• _Exercise brief_
Go through the entries below line by line and tally those holding "wheel"; write only the tally.

• _Data extract_
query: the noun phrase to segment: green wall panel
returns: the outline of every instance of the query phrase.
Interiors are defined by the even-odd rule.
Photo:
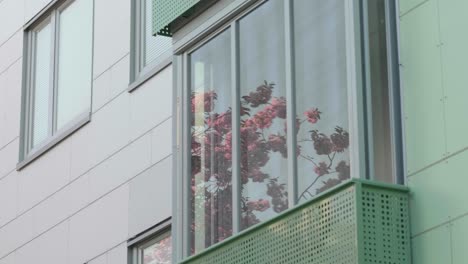
[[[437,1],[401,18],[401,63],[407,168],[411,174],[444,157],[445,121]]]
[[[450,153],[468,146],[468,1],[439,1],[442,65]]]
[[[409,177],[412,234],[468,212],[468,152]]]
[[[452,254],[454,264],[468,261],[468,217],[458,219],[452,224]]]
[[[413,264],[450,264],[450,227],[441,226],[417,236],[412,240],[412,249]]]
[[[404,14],[428,0],[400,0],[400,14]]]

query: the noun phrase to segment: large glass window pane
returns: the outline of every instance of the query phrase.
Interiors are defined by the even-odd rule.
[[[57,130],[91,104],[93,1],[76,0],[60,12]]]
[[[232,234],[230,34],[190,55],[192,253]]]
[[[242,228],[288,207],[284,1],[239,21]]]
[[[48,23],[35,32],[32,147],[41,143],[49,134],[51,42],[52,32]]]
[[[151,241],[142,249],[143,261],[141,264],[171,264],[172,263],[172,238],[167,232]]]
[[[350,177],[345,1],[293,4],[298,201],[304,202]]]
[[[158,59],[161,55],[170,50],[172,46],[172,38],[161,35],[153,36],[153,0],[145,1],[144,14],[144,65]]]

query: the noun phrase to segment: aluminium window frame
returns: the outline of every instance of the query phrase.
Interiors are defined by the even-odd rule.
[[[75,131],[91,121],[93,80],[90,79],[90,101],[81,114],[69,120],[62,128],[57,130],[57,92],[58,92],[58,44],[60,14],[76,0],[56,0],[51,2],[43,11],[37,14],[23,27],[23,74],[22,74],[22,96],[21,96],[21,124],[19,159],[16,170],[21,170],[44,153],[55,147],[58,143],[72,135]],[[92,2],[92,37],[94,43],[94,0]],[[49,76],[49,111],[48,111],[48,133],[37,146],[32,146],[32,123],[35,87],[33,80],[36,74],[34,60],[36,58],[36,32],[38,29],[49,24],[51,26],[51,49],[50,49],[50,76]],[[90,76],[93,72],[94,47],[91,46]]]
[[[177,131],[177,135],[173,139],[174,155],[173,155],[173,259],[181,261],[190,256],[190,245],[188,236],[190,234],[190,61],[189,54],[206,44],[212,38],[216,37],[220,32],[231,29],[231,71],[232,71],[232,111],[239,112],[240,108],[240,89],[239,89],[239,63],[238,63],[238,24],[237,21],[243,16],[249,14],[257,7],[267,2],[268,0],[233,0],[231,4],[223,10],[212,14],[205,22],[195,28],[192,32],[180,36],[177,32],[174,35],[174,99],[176,103],[173,106],[174,120],[173,129]],[[344,0],[345,1],[345,21],[346,21],[346,40],[347,40],[347,80],[348,80],[348,125],[350,134],[350,166],[351,178],[367,178],[372,179],[369,163],[373,162],[373,157],[367,152],[371,147],[368,141],[368,120],[366,119],[366,102],[370,98],[367,97],[366,89],[371,89],[366,85],[368,72],[368,64],[365,64],[365,54],[369,52],[368,48],[364,48],[363,44],[367,43],[367,34],[364,34],[366,28],[363,23],[366,21],[367,14],[364,12],[365,3],[369,0]],[[294,117],[296,115],[294,101],[294,56],[293,56],[293,16],[292,16],[293,0],[285,0],[285,52],[286,52],[286,97],[287,104],[287,122],[288,127],[294,127]],[[400,109],[400,80],[398,69],[398,39],[397,39],[397,16],[396,4],[390,4],[386,1],[386,23],[387,23],[387,45],[388,45],[388,65],[389,65],[389,89],[390,104],[391,104],[391,129],[392,142],[397,145],[392,156],[396,159],[395,173],[400,177],[404,169],[404,157],[401,147],[402,143],[402,127],[401,109]],[[209,12],[206,11],[206,12]],[[239,126],[240,117],[236,116],[232,120],[233,124],[233,164],[232,167],[232,185],[233,185],[233,235],[248,232],[250,228],[244,231],[240,230],[240,170],[239,170],[239,148],[240,140]],[[295,157],[294,153],[297,148],[295,133],[288,133],[288,157]],[[289,147],[291,146],[291,147]],[[398,178],[396,183],[403,184],[404,178]],[[234,191],[235,190],[235,191]],[[298,190],[297,177],[297,159],[288,159],[288,194],[289,208],[296,206]],[[216,244],[215,244],[216,245]],[[205,249],[206,250],[206,249]]]
[[[133,92],[151,77],[172,64],[172,50],[170,49],[148,65],[144,65],[146,2],[145,0],[132,0],[131,2],[130,82],[127,88],[128,92]]]
[[[173,239],[172,229],[171,218],[168,218],[128,240],[128,264],[143,264],[141,261],[143,250],[147,248],[148,245],[154,244],[155,241],[159,240],[162,235],[168,232],[171,233]]]

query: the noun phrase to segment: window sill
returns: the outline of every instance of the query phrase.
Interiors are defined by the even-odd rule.
[[[20,171],[26,166],[28,166],[31,162],[42,156],[44,153],[48,152],[50,149],[54,148],[58,143],[75,133],[78,129],[86,125],[91,121],[91,113],[86,112],[82,115],[78,116],[75,120],[70,122],[71,124],[63,128],[61,131],[58,131],[57,134],[48,138],[42,146],[37,149],[30,151],[23,160],[18,162],[16,165],[16,170]]]
[[[171,64],[172,64],[172,54],[169,54],[168,56],[165,56],[161,61],[156,63],[151,68],[151,70],[147,71],[143,75],[139,75],[135,80],[133,80],[128,86],[127,91],[129,93],[133,92],[142,84],[144,84],[146,81],[148,81],[150,78],[152,78],[154,75],[160,73],[162,70],[164,70]]]

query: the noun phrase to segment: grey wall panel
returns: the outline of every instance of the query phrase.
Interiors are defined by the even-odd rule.
[[[97,77],[129,51],[130,1],[95,1],[93,76]]]
[[[170,216],[172,160],[154,165],[130,183],[129,237]]]

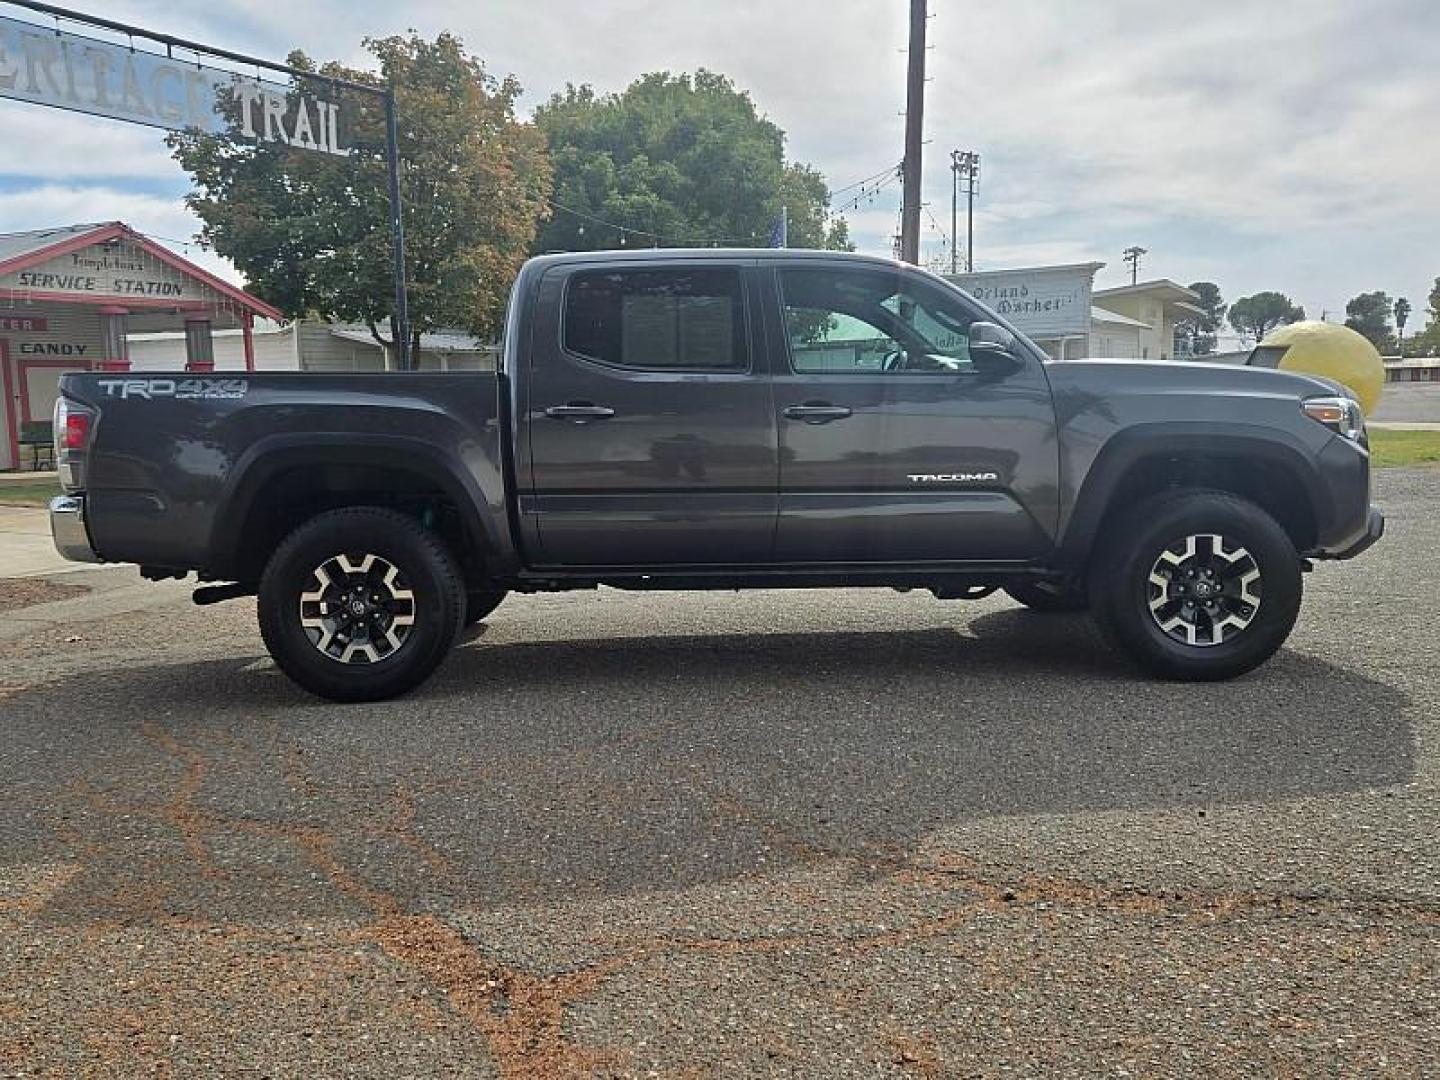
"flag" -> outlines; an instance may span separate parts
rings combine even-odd
[[[790,246],[790,210],[782,206],[780,213],[770,224],[770,247],[783,248]]]

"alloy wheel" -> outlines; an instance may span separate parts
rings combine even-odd
[[[395,655],[415,626],[415,594],[394,563],[379,555],[334,555],[317,566],[300,594],[300,625],[310,643],[341,664],[374,664]]]
[[[1260,566],[1246,548],[1218,533],[1195,533],[1160,552],[1150,568],[1150,614],[1182,645],[1221,645],[1245,631],[1260,610]]]

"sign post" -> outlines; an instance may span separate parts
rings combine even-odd
[[[338,156],[350,153],[349,148],[341,145],[341,103],[306,93],[303,88],[328,86],[378,97],[385,116],[390,235],[395,262],[395,345],[400,370],[411,370],[394,87],[316,75],[37,0],[0,0],[0,3],[28,8],[56,20],[55,28],[49,29],[0,16],[0,97],[150,127],[238,135],[256,144],[279,143]],[[124,34],[132,44],[127,47],[61,30],[62,19]],[[133,45],[137,37],[163,45],[164,55],[137,50]],[[179,60],[175,57],[176,49],[191,53],[197,59]],[[257,72],[262,68],[280,72],[290,77],[293,86],[263,80],[258,74],[251,77],[211,67],[202,64],[199,57],[244,64],[256,68]]]

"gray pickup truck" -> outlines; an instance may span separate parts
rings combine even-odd
[[[72,559],[258,595],[302,687],[402,693],[510,592],[1004,589],[1143,667],[1284,642],[1313,559],[1377,540],[1335,383],[1049,362],[945,281],[827,252],[551,255],[495,373],[67,375]]]

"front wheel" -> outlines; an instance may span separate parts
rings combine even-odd
[[[332,701],[380,701],[419,685],[445,658],[464,613],[449,549],[414,518],[380,507],[312,518],[260,578],[270,655]]]
[[[1168,492],[1106,529],[1090,573],[1105,636],[1157,675],[1229,679],[1284,644],[1300,612],[1300,557],[1254,503]]]

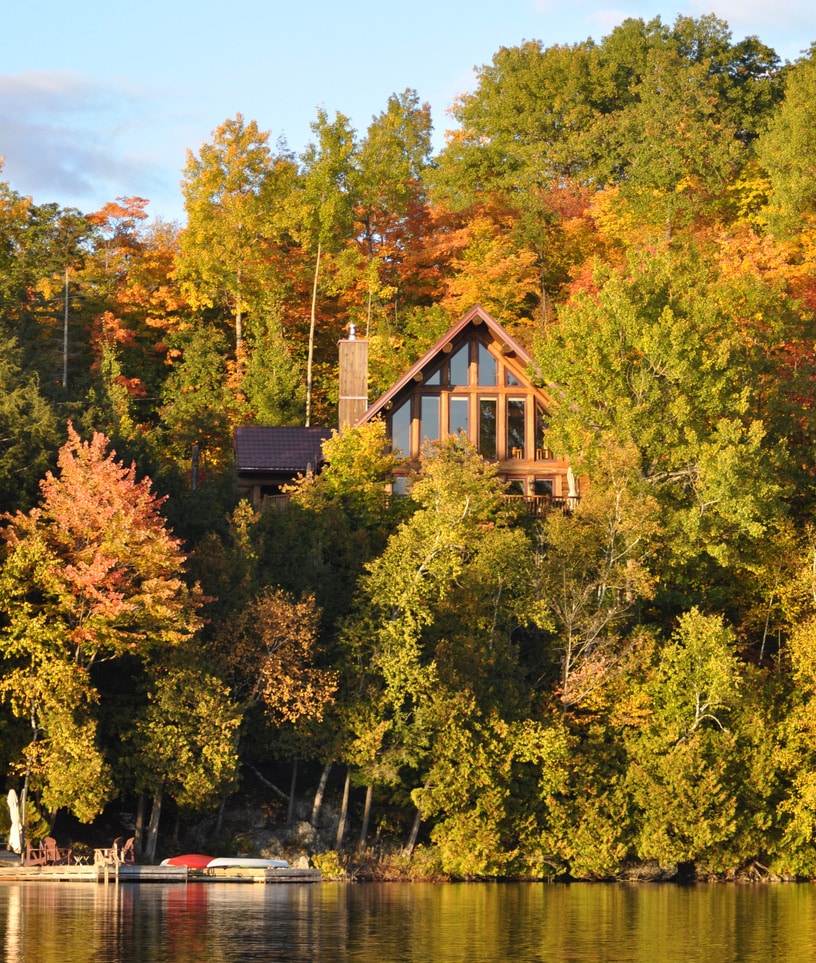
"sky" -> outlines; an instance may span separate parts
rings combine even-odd
[[[184,221],[187,152],[242,114],[300,153],[319,108],[362,135],[393,93],[448,110],[500,47],[600,41],[627,17],[713,13],[782,61],[816,41],[812,0],[16,0],[0,36],[0,180],[85,213],[144,197]]]

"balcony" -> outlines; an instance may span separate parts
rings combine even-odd
[[[523,502],[527,514],[533,518],[542,518],[553,509],[559,509],[569,515],[575,511],[580,495],[505,495],[508,502]]]

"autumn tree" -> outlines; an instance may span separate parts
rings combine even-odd
[[[236,357],[244,350],[249,305],[268,283],[267,248],[274,238],[273,192],[294,175],[285,150],[274,155],[269,134],[241,114],[213,132],[212,143],[188,154],[182,181],[187,227],[179,274],[194,307],[232,316]]]
[[[107,444],[101,434],[82,441],[69,425],[40,504],[6,516],[0,575],[4,695],[31,721],[30,762],[54,762],[37,772],[43,799],[82,818],[101,808],[111,785],[99,750],[91,751],[94,667],[126,655],[149,661],[199,625],[200,599],[185,582],[185,555],[164,524],[161,500]],[[75,755],[96,760],[97,778],[76,797],[55,761],[55,748],[69,743]]]
[[[353,250],[362,255],[363,268],[346,297],[366,336],[376,314],[390,318],[391,305],[410,304],[419,293],[411,262],[430,230],[431,131],[430,107],[405,90],[388,98],[359,144]]]
[[[279,725],[301,718],[319,721],[337,680],[317,664],[318,627],[313,597],[295,600],[280,589],[262,590],[230,618],[226,630],[236,694],[261,703]]]
[[[169,339],[189,313],[176,278],[179,228],[148,222],[147,205],[141,197],[120,197],[88,215],[95,243],[77,279],[93,313],[94,371],[104,367],[105,350],[113,350],[118,383],[145,415],[163,381]]]
[[[311,424],[317,296],[321,261],[341,246],[351,233],[354,212],[353,158],[355,133],[348,118],[337,113],[334,120],[322,108],[312,122],[315,140],[301,155],[301,174],[293,197],[290,217],[293,232],[311,253],[312,296],[309,314],[309,346],[306,362],[306,426]]]

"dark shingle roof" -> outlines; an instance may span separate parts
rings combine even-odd
[[[239,472],[305,472],[323,461],[331,428],[264,428],[243,425],[233,434]]]

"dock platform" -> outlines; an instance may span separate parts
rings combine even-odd
[[[319,869],[188,869],[186,866],[22,866],[0,861],[0,883],[317,883]]]

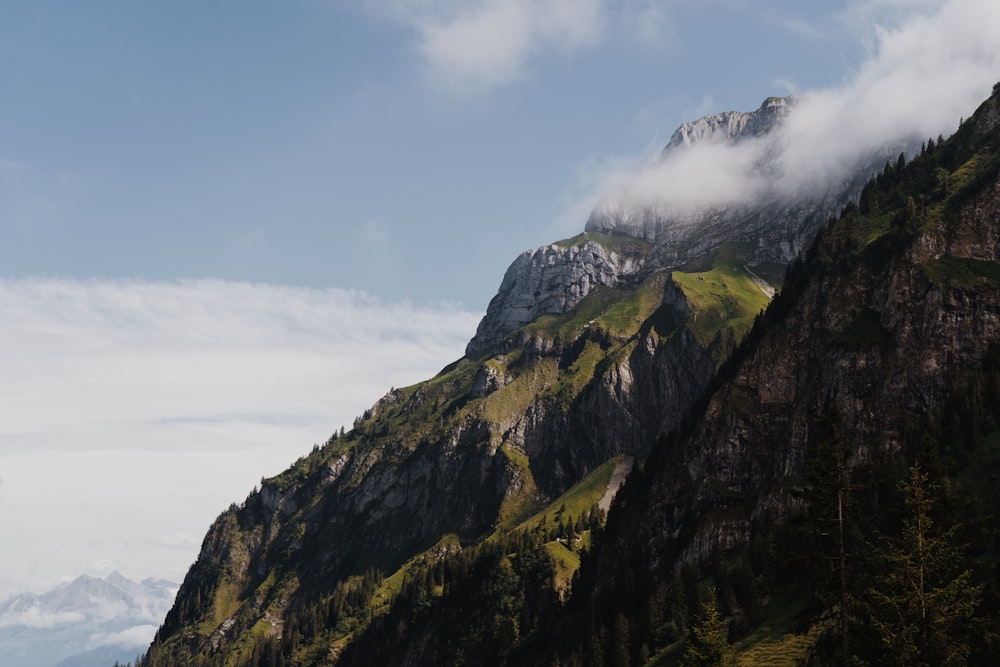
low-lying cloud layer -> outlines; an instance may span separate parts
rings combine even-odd
[[[798,93],[777,131],[673,151],[638,172],[605,173],[590,201],[603,195],[615,208],[687,216],[822,193],[873,156],[951,134],[1000,79],[1000,3],[910,2],[894,15],[898,23],[875,28],[872,56],[857,72],[840,86]],[[762,172],[761,164],[777,169]]]
[[[0,319],[10,589],[179,581],[218,512],[460,357],[478,315],[335,289],[0,280]]]

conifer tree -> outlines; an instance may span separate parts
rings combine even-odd
[[[881,571],[868,591],[872,623],[887,664],[900,667],[965,665],[972,619],[982,589],[960,570],[955,528],[936,530],[935,486],[919,464],[899,489],[907,516],[902,532],[878,550]]]
[[[728,635],[713,588],[702,605],[701,620],[691,628],[684,650],[684,667],[736,667],[736,652],[729,645]]]

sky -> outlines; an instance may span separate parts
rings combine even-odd
[[[836,178],[952,132],[998,34],[983,0],[4,2],[0,597],[180,581],[605,193],[755,191],[652,165],[682,121],[795,94],[788,173]]]

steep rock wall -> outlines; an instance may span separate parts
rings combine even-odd
[[[542,315],[561,315],[597,286],[617,287],[643,274],[641,247],[611,250],[594,241],[553,244],[518,256],[504,274],[496,296],[465,353],[477,357]]]
[[[664,439],[623,496],[599,590],[745,547],[802,506],[807,460],[829,437],[825,417],[837,415],[851,465],[891,458],[984,366],[1000,343],[996,108],[990,100],[947,149],[971,146],[967,162],[950,166],[979,170],[964,191],[923,216],[897,213],[881,232],[848,211],[793,272],[693,428]]]

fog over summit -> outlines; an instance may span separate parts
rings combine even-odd
[[[1000,5],[953,0],[878,29],[843,84],[686,122],[645,167],[603,182],[589,229],[655,238],[720,211],[823,201],[921,142],[949,136],[1000,77]]]

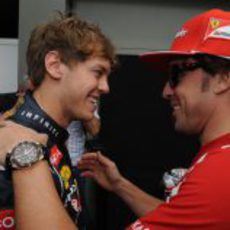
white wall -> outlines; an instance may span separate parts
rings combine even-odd
[[[11,93],[18,85],[18,40],[0,39],[0,93]]]
[[[98,23],[123,54],[166,49],[191,16],[213,7],[230,10],[229,0],[78,0],[76,6],[76,12]]]
[[[20,0],[19,1],[19,82],[27,72],[25,52],[31,30],[35,25],[54,16],[56,11],[65,11],[65,0]]]
[[[76,0],[76,11],[98,23],[120,54],[139,54],[169,47],[175,32],[191,16],[229,0]],[[65,0],[20,0],[19,81],[26,73],[25,51],[31,29],[65,10]]]

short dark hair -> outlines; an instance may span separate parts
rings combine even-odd
[[[212,76],[217,73],[228,74],[230,72],[230,59],[210,54],[196,54],[192,58],[202,63],[202,68]]]

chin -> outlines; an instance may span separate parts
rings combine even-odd
[[[82,117],[80,120],[90,121],[92,119],[93,119],[93,113],[85,113],[85,114],[82,114]]]
[[[175,122],[174,129],[175,129],[175,131],[177,131],[179,133],[187,133],[188,132],[186,127],[183,124],[179,123],[179,122]]]
[[[176,124],[175,123],[175,130],[179,133],[183,133],[185,135],[194,135],[194,134],[197,134],[197,131],[194,130],[194,128],[192,127],[189,127],[189,126],[185,126],[185,125],[182,125],[182,124]]]

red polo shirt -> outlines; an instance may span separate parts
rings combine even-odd
[[[152,229],[230,229],[230,133],[204,145],[169,201],[127,228]]]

• _Your response_
2